Задание 1:
Запишите дословно фрагмент текста о вещах и потребительстве от слов «Читаем Поэзия и» до слов «вещей душа другая?».

Текст для чтения:
Читаем Поэзия и сверхпоэзия. О многообразии творческих миров полностью

Старик с кошками: В земле городов нареклись господами / и лезут стереть нас бездушные вещи. /…Вот видите! / Вещи надо рубить! / Недаром в их ласках провидел врага я!

Человек с растянутым лицом: А может быть, вещи надо любить? / Может быть, у вещей душа другая?

В этом суть: не отвергать вещи, сетуя на их «бездушность», а исходить из того, что у них «другая», своя душа, которая нуждается в отклике и постигается любовью. При этом нет необходимости в возвращении к ручному способу производства вещей, что вытекает из рассуждений таких разных мыслителей, как У. Моррис, М. Ганди или М. Хайдеггер. Потребление вещи – будь это сидение на стуле, смотрение телевизора или ношение очков – только тогда, как ни парадоксально, переходит в потребительство, когда вещь потребляется не до конца, усваивается не всем существом человека. Банальный пример – книга, в которой «потребляется» только красивый цвет обложки или, в лучшем случае, сюжетная информация. Потребленчество – это когда вещь, придя к своему владельцу, остается отчужденной и непотребленной, словно бы она все еще красуется на витрине или на магазинной полке.

Задание 2:
Выявите в приведенных ниже записях все строки, содержащие слово «ymax», и перепишите каждую из них полностью.

Фрагменты данных о размеченных областях:
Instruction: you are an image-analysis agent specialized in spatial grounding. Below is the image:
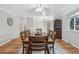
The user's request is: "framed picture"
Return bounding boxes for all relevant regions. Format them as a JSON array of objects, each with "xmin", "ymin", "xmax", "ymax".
[
  {"xmin": 7, "ymin": 17, "xmax": 13, "ymax": 26},
  {"xmin": 68, "ymin": 15, "xmax": 79, "ymax": 32}
]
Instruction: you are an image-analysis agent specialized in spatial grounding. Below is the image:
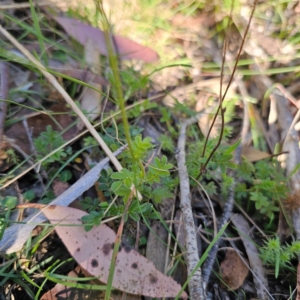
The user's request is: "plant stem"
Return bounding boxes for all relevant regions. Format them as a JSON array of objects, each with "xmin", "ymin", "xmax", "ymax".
[{"xmin": 95, "ymin": 0, "xmax": 134, "ymax": 158}]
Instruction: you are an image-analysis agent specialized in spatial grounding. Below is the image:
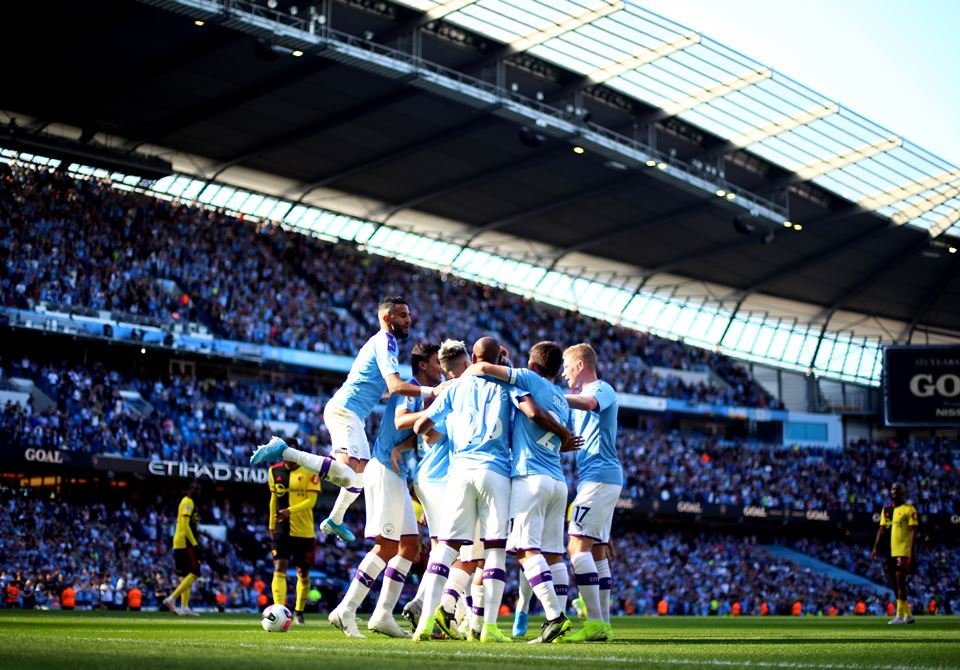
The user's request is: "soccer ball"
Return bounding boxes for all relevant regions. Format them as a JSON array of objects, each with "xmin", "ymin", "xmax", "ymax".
[{"xmin": 260, "ymin": 605, "xmax": 293, "ymax": 633}]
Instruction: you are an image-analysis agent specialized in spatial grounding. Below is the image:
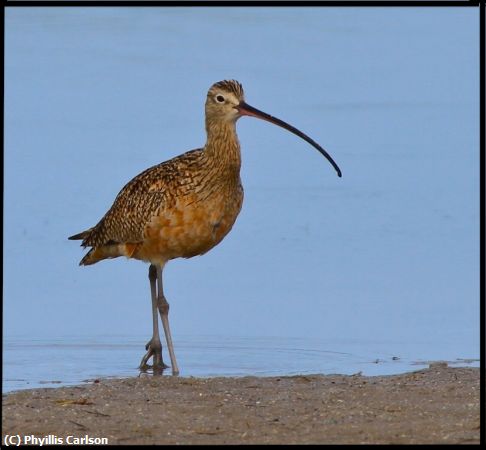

Ожидаемый ответ 1:
Читаем Поэзия и сверхпоэзия. О многообразии творческих миров полностью

Старик с кошками: В земле городов нареклись господами / и лезут стереть нас бездушные вещи. /…Вот видите! / Вещи надо рубить! / Недаром в их ласках провидел врага я!

Человек с растянутым лицом: А может быть, вещи надо любить? / Может быть, у вещей душа другая?

Ожидаемый ответ 2:
Return bounding boxes for all relevant regions. Format them as a JSON array of objects, each with "xmin", "ymin", "xmax", "ymax".
  {"xmin": 7, "ymin": 17, "xmax": 13, "ymax": 26},
  {"xmin": 68, "ymin": 15, "xmax": 79, "ymax": 32}
Return bounding boxes for all relevant regions. Format them as a JSON array of objects, each with "xmin", "ymin", "xmax", "ymax".
[{"xmin": 95, "ymin": 0, "xmax": 134, "ymax": 158}]
Return bounding boxes for all relevant regions. Format them as a JSON array of objects, each with "xmin", "ymin", "xmax", "ymax".
[{"xmin": 260, "ymin": 605, "xmax": 293, "ymax": 633}]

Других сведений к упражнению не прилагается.